From the line containing "For the evaluation set, indicate each instance of the overcast" through the end of the material, inclusive, rename "rocky ridge" to "stony ridge" and give those lines back with nothing else changed.

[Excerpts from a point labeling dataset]
====
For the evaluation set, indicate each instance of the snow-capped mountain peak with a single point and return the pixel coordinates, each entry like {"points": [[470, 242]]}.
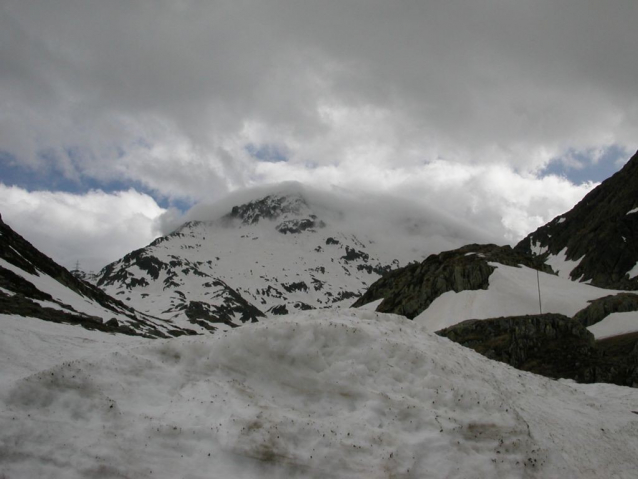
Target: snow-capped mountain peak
{"points": [[284, 251]]}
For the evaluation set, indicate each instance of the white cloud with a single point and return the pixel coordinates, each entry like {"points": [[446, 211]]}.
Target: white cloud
{"points": [[93, 228], [458, 106]]}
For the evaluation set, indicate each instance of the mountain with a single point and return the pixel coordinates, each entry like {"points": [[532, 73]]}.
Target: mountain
{"points": [[33, 285], [597, 240], [319, 394], [276, 254]]}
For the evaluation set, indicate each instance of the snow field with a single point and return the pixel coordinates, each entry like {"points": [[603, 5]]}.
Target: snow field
{"points": [[321, 394], [512, 292]]}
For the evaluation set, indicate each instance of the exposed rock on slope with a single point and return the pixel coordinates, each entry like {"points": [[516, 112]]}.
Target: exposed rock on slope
{"points": [[33, 285], [410, 290], [600, 308], [599, 236], [551, 345]]}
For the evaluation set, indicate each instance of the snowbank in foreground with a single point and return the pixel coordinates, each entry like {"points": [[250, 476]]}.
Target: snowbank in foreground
{"points": [[320, 394]]}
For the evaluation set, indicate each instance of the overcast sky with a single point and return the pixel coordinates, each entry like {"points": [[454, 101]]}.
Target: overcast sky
{"points": [[118, 114]]}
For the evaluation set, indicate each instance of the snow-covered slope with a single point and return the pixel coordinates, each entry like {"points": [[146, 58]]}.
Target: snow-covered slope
{"points": [[276, 254], [512, 291], [321, 394], [33, 285]]}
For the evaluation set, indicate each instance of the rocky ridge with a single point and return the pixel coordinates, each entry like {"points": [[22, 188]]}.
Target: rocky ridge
{"points": [[599, 235], [551, 345], [410, 290]]}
====
→ EXPECTED OUTPUT
For the evaluation set, indicate each instance of the overcast sky with a single point and return the pixel coordinates, each entry like {"points": [[454, 101]]}.
Target: overcast sky
{"points": [[118, 114]]}
For the evaluation set, indicate each instance of the snow-covered slope with a single point and return the pixel coordinates, each entry like {"points": [[146, 58]]}.
Target: snow-covered slope
{"points": [[276, 254], [512, 291], [321, 394], [33, 285]]}
For the evaluation set, indicate each instance of the stony ridge with a single point and return the pixel coordinates, each entry like {"points": [[22, 188]]}.
Target: stony ridge
{"points": [[599, 235], [551, 345], [410, 290]]}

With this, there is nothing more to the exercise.